[[ Available records, beginning ]]

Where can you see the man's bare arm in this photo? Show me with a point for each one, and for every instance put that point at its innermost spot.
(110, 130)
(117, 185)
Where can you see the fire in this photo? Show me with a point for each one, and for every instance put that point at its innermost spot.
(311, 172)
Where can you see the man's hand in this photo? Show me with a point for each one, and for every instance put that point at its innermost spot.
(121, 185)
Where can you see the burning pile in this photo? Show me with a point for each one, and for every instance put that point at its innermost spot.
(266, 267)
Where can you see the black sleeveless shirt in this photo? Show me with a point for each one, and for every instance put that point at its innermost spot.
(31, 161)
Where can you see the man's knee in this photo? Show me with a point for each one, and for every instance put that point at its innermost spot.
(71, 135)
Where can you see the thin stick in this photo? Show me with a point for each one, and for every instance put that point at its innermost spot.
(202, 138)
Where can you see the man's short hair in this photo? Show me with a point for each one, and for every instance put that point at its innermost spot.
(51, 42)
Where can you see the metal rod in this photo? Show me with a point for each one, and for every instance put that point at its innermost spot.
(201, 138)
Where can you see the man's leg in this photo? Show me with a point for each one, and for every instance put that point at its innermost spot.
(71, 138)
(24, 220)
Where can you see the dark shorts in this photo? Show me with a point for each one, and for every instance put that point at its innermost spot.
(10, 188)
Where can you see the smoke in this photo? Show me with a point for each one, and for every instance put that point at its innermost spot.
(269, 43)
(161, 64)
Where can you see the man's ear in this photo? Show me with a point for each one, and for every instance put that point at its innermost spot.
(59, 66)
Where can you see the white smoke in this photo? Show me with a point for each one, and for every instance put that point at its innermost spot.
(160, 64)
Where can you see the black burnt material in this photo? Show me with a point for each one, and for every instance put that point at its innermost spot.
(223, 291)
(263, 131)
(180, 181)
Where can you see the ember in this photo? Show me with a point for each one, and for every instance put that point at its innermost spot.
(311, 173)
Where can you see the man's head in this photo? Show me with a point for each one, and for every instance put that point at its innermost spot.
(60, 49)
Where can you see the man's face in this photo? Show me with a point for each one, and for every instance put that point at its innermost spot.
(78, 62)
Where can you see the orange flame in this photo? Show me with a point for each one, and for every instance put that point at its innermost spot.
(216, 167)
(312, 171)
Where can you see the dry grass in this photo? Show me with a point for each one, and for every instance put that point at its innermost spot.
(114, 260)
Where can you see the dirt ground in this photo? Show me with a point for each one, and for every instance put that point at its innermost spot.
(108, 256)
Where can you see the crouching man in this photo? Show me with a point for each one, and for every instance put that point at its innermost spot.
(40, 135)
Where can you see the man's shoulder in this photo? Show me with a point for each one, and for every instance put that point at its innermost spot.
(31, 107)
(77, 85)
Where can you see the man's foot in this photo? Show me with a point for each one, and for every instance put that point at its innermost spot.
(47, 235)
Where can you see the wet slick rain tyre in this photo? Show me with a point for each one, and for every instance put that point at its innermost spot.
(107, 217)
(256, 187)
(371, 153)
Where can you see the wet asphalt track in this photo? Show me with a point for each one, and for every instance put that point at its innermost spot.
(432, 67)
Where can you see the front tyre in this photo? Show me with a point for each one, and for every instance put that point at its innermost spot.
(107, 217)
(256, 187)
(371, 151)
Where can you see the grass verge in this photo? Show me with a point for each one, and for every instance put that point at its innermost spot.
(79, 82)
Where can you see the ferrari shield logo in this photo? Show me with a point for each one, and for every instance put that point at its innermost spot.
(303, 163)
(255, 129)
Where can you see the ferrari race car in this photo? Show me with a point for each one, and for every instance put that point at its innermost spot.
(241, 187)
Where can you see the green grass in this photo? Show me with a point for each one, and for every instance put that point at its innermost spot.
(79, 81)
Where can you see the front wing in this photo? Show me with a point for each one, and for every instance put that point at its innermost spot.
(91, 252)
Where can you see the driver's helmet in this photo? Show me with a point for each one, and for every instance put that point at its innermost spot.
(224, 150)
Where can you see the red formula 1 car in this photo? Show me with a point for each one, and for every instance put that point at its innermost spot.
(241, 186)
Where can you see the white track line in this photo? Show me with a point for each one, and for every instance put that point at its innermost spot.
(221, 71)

[[ Available records, end ]]

_Instructions to follow:_
Repeat all the records without altering a single word.

_The completed task:_
Where can you see the man's bare arm in this photo? Show me with a point for each one, and for every instance put that point at its innermost spot.
(110, 130)
(117, 185)
Where can you see the fire in this photo? Show me with a point for each one, and for every instance put that point at its innermost spot.
(311, 172)
Where can you see the man's hand in this photo? Show me with a point for each one, and for every instance put that point at its innermost spot.
(121, 185)
Where can you see the burning pile in this photo? Show me with a point for each one, and for every instance put that point at its innermost spot.
(266, 267)
Where can you see the black sleeveless shirt in this photo? Show me with a point for each one, and for every instance put that point at its innermost spot.
(31, 161)
Where can you see the man's knee in this photo? Show me with a point for each one, and for every instance put that point at its innermost spot.
(71, 135)
Where can you see the thin stick in this photo? Show me with a point for each one, and for every instance put that point at its innermost spot.
(202, 138)
Where can you see the man's short hair in this photo? Show me with a point for each one, and for every instance put that point at its innermost spot.
(51, 42)
Where can you see the metal rod in this photo? Show me with a point for each one, and for every instance put that point at its innermost spot.
(201, 138)
Where can you see the man's leg in this photo? Show me with a point for each one, and for every instance put that point at its innermost spot.
(71, 138)
(24, 220)
Where can you see the dark shorts in this photo? Show me with a point for each one, and for every instance put that point at its innermost spot.
(10, 188)
Where can you see the smoke in this photo? Show me with a point for each one, and for every instance put that point at its innermost spot.
(269, 43)
(161, 64)
Where can you see the man's ear in this photo? Show me with a point for each one, and for every instance put that point at its innermost spot.
(59, 66)
Where can you see the white smoke in this photo? Show me with a point for each one, and for every instance put that point at its innermost spot.
(160, 64)
Where can you see the black burnt material in this photo? Show me with a point for each one, and for every instance put that point at its innermost spot.
(223, 291)
(263, 131)
(180, 181)
Where can you see the ember in this photo? Show me with a point for each one, and for every instance put that point at its innermost spot.
(311, 173)
Where can you see the man's head in this photo? Show me with a point for each one, and for every instance put that point at its innermost spot.
(60, 49)
Where can you see the man's face in this photo? Show me with a point for each one, and for every instance put that point at its innermost spot.
(78, 62)
Where can you see the orange flame in this photo? Show me with a point for each one, and for every instance put that point at its innermost spot.
(216, 167)
(312, 171)
Where can you see the dry grass in this photo? Show me with a point for each one, and for every instance put that point at its innermost spot.
(114, 260)
Where can you see the dirt ground in this photo? Show me with a point for each one, and for every instance put that point at its innermost spot.
(108, 256)
Where can you see the crouching man in this photo? Show me with a point for each one, and for every instance put that point at its innermost spot.
(40, 135)
Where can you see the man's shoulder in this photo? Show me with a point for each one, and for every instance put that point at its innermost spot.
(31, 107)
(77, 85)
Where can you see the man's foot in this photo? Show me with a point for each one, and for every instance put that point at its innermost spot.
(47, 235)
Where can you see the wet slick rain tyre in this photo? Show me with a point for each one, and for every instance put that point at its innermost spot.
(107, 217)
(256, 187)
(371, 153)
Where can you see the wet asphalt track in this photo? Show me with a point for each one, and for every instance put that point at its innermost spot.
(432, 67)
Where can you see the front tyre in this photo? Show me with a point for each one, and for every instance put that point at its innermost spot.
(107, 217)
(256, 187)
(371, 151)
Where can you see the grass verge in this photo? Show me with a point for each one, and for every instance put that point at its innermost spot.
(79, 82)
Where can you see the ferrari shield logo in this photo? Show me with a point for each one, and for every instance put that point at its innermost spot.
(303, 163)
(255, 129)
Where can you see the ferrari race car in this photo? Show me with a point for each one, and for every instance put that point at its innermost spot.
(241, 187)
Where can you see the green grass in this photo? Show me with a point for each one, and for every instance put that point at its innermost spot.
(79, 81)
Where can you see the front wing in this photo? Show me with a point for each one, and for every instance put that point at its innermost spot.
(91, 252)
Where can you see the driver's helmet in this photo? Show me with a point for each one, and for every instance put that point at its innermost spot.
(224, 150)
Where can you see the red formula 1 car in this photo? Show me with a point for each one, and for every instance put that point at its innermost spot.
(241, 186)
Where can you see the white track line in this photo? Show me with a point for each one, and for every instance put that point at its innermost spot.
(221, 71)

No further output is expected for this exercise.